(begin)

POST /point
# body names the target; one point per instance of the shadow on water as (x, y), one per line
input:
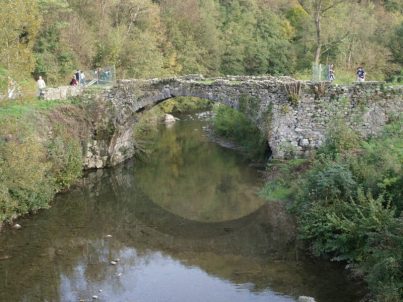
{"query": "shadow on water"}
(163, 250)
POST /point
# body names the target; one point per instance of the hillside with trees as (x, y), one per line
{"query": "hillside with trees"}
(145, 38)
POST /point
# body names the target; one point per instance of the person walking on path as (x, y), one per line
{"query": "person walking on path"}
(360, 74)
(41, 86)
(77, 75)
(73, 81)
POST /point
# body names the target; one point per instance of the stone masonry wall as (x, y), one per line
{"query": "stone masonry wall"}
(294, 115)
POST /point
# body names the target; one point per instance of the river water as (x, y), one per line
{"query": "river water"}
(184, 225)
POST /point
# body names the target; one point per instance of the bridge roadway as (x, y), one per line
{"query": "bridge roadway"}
(294, 116)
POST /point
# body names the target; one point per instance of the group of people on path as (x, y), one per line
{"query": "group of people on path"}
(360, 73)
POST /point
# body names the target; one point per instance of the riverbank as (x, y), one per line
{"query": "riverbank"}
(45, 145)
(347, 199)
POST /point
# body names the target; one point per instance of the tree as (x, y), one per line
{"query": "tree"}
(19, 24)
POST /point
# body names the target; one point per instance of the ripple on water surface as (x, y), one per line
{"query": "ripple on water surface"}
(185, 225)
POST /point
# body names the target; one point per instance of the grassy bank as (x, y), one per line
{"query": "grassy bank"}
(40, 153)
(348, 199)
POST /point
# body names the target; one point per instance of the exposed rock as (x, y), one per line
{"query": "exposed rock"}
(294, 115)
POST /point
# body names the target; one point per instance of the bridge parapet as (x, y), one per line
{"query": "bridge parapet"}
(294, 115)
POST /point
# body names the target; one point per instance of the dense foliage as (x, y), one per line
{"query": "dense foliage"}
(349, 203)
(149, 38)
(235, 125)
(35, 165)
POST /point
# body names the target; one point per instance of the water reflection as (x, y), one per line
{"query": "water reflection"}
(196, 179)
(63, 254)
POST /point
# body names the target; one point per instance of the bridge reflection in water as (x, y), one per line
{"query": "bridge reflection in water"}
(162, 254)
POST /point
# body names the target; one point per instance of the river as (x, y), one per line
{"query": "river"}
(186, 224)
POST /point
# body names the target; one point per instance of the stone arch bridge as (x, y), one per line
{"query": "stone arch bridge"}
(293, 115)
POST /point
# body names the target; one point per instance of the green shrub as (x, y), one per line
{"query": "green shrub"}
(65, 155)
(234, 125)
(24, 181)
(329, 180)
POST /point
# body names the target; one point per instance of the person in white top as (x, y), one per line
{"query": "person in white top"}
(41, 86)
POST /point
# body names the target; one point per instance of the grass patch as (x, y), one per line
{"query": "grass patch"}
(22, 107)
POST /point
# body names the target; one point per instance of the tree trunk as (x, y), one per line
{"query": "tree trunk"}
(318, 9)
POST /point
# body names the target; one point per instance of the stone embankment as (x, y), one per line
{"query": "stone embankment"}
(294, 115)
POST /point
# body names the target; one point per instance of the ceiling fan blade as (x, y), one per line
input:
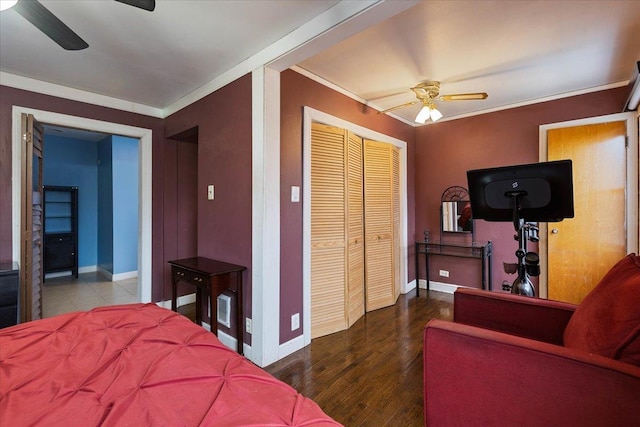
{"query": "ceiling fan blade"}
(149, 5)
(34, 12)
(398, 107)
(463, 97)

(end)

■ STATED GOAL ■
Tally the lines in the data above that contain the string "grassy", and reply with the number alone.

■ PROBLEM SOLUTION ■
2